--- Start MATERIAL FOR THIS TASK ---

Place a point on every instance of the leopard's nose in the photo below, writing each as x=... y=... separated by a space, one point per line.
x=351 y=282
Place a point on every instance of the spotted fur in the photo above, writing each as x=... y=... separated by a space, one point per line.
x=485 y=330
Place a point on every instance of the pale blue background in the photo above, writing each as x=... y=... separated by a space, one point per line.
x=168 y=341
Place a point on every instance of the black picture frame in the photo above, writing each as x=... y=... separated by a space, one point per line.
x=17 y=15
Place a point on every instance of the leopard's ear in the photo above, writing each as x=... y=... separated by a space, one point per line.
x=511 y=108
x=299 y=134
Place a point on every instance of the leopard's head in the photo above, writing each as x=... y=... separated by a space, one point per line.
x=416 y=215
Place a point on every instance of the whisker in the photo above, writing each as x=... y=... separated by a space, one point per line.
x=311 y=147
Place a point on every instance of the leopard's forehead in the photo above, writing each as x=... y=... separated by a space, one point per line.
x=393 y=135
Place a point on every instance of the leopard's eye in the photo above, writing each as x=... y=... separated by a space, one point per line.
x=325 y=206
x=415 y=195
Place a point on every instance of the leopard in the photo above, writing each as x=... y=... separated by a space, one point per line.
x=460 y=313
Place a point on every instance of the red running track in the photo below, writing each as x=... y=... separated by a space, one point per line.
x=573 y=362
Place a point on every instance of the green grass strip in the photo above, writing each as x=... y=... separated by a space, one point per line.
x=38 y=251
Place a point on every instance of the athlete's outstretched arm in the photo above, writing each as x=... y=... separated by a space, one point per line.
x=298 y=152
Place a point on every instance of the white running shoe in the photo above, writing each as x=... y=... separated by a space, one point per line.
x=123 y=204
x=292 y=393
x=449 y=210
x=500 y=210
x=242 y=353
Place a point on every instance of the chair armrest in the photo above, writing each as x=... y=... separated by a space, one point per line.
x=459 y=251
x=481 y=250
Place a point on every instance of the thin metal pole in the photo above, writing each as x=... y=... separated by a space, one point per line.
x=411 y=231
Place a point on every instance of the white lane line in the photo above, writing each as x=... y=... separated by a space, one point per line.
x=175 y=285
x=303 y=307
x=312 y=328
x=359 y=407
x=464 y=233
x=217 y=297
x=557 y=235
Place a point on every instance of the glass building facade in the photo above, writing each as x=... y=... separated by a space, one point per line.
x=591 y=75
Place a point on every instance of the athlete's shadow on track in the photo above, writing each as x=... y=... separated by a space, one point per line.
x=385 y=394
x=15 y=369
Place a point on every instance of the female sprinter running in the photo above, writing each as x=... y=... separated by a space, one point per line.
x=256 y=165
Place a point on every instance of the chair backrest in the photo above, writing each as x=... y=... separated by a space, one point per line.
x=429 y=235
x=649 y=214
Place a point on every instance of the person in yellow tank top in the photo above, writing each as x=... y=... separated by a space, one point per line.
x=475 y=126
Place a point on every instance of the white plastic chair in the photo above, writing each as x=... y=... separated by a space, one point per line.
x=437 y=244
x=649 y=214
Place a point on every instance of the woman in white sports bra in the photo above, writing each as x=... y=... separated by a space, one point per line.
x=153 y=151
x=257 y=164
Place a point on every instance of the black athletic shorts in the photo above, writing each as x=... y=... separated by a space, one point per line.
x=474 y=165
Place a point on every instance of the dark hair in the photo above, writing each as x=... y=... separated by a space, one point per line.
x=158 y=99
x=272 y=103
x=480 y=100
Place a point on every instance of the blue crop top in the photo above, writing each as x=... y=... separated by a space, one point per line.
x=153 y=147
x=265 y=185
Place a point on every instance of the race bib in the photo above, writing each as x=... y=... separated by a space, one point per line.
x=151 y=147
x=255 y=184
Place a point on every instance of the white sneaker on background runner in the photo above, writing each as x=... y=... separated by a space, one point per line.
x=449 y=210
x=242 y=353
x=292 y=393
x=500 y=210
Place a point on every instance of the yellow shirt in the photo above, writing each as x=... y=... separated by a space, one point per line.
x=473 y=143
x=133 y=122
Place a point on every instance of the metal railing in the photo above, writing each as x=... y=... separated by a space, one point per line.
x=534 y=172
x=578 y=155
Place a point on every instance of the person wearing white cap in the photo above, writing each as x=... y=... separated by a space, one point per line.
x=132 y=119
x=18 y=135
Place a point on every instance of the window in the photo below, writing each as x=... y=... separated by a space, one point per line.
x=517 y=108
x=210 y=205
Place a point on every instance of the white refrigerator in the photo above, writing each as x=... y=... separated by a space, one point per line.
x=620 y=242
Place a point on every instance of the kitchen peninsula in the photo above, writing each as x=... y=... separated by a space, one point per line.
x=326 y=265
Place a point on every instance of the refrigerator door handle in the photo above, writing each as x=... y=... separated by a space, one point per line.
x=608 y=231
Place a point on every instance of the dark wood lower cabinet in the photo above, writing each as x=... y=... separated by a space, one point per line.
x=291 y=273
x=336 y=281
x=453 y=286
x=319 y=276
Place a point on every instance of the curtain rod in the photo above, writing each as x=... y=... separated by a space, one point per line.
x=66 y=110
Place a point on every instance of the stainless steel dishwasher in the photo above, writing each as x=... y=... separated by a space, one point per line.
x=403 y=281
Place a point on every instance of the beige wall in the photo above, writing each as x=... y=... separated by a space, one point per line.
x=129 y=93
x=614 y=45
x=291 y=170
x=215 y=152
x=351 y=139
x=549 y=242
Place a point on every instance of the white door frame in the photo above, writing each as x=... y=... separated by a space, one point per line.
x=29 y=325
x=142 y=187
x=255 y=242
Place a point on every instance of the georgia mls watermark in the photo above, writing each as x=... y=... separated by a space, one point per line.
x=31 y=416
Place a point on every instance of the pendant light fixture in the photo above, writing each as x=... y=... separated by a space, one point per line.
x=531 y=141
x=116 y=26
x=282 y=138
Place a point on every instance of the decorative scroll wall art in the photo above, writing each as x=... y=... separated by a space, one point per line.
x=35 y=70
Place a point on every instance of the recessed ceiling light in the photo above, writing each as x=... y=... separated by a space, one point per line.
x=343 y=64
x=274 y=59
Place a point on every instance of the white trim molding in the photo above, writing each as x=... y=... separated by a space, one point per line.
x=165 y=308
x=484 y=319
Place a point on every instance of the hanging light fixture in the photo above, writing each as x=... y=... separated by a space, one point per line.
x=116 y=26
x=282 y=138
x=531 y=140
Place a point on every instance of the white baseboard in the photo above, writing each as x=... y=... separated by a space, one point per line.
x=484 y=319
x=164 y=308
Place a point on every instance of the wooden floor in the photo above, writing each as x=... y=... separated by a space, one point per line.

--- End MATERIAL FOR THIS TASK ---
--- Start MATERIAL FOR THIS TASK ---

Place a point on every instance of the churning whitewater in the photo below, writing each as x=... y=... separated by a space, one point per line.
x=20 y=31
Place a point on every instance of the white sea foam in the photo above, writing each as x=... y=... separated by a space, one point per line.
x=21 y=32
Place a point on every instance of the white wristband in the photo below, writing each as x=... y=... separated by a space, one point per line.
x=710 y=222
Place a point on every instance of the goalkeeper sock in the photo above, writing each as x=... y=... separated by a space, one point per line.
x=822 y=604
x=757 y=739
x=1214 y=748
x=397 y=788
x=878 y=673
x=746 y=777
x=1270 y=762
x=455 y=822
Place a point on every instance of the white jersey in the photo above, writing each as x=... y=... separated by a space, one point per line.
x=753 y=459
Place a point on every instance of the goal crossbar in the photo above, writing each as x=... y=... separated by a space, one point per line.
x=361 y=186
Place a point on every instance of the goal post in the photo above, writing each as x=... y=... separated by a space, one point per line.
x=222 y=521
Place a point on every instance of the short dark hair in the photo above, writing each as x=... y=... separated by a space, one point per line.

--- End MATERIAL FOR THIS TASK ---
--- Start MATERIAL FOR THIS TASK ---

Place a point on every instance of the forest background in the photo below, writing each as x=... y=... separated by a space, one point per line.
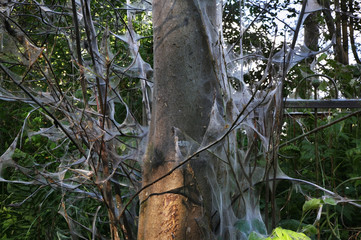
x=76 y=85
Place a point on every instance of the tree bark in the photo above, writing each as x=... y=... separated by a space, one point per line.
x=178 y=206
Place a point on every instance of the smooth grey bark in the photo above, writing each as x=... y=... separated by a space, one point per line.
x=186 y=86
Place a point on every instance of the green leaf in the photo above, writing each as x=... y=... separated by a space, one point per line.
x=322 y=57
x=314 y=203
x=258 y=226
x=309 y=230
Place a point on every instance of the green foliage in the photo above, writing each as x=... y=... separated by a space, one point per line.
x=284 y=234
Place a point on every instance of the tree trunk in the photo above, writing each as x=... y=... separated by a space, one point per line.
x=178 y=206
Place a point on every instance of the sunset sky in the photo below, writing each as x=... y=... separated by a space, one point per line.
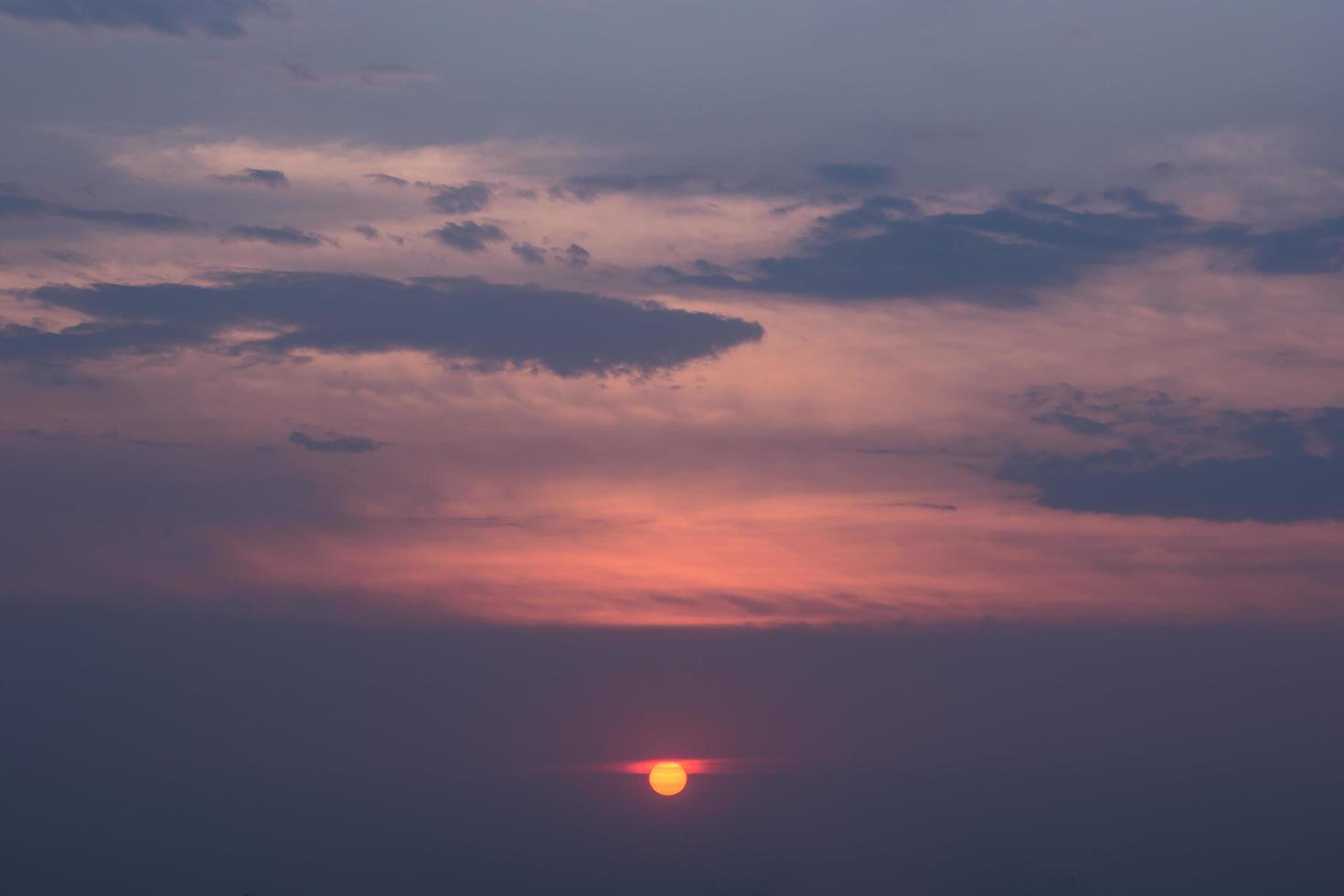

--- End MATERIAL FOR THIS TASK ---

Locate each line in the rows above that contains the word "black" and copy it. Case counts.

> **SOLUTION TO THIS EXERCISE**:
Place a point on every instance of the black picture frame in the photo above, writing each as x=... y=... separated by a space, one point per line.
Place a point on every instance of the black athletic shorts in the photo above, writing each as x=... y=... separated by a space, one point per line.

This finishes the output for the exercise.